● What you should do: Pictures do not belong in the copy, so please give every entry below again exactly.

** Begin Data rows **

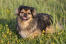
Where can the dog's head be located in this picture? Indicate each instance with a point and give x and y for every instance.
(25, 12)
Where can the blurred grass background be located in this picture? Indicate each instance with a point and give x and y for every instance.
(8, 35)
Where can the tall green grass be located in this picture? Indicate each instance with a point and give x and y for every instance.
(8, 35)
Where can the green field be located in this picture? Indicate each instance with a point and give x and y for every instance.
(8, 35)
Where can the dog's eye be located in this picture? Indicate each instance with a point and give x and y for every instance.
(29, 13)
(21, 12)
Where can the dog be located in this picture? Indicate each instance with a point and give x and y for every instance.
(30, 23)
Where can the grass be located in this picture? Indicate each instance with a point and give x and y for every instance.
(8, 35)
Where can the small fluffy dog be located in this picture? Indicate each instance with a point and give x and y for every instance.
(31, 24)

** End Data rows **

● Answer to the exercise:
Where can the dog's head be located in this picture? Indicate each instance with a point and give x and y for every instance.
(25, 12)
Where can the blurred grass background be located in this picture? Indicate each instance with a point and give x and y for every instance.
(8, 35)
Where can the tall green grass be located in this picture? Indicate each instance with a point and give x and y for every instance.
(8, 35)
Where can the green field be located in this picture? Indicate each instance with a point and give x and y for every instance.
(8, 35)
Where can the dog's eye be located in this picture? Indicate each instance with a point and give x and y for every instance.
(29, 13)
(21, 12)
Where can the dog be located in this picture? Indicate each instance with a point and give x and y for every instance.
(30, 23)
Where can the grass be located in this picture? Indicate each instance with a point and give x and y for every instance.
(8, 35)
Where can the small fluffy dog be located in this picture? Indicate each instance with a point and give x and y for every instance.
(31, 24)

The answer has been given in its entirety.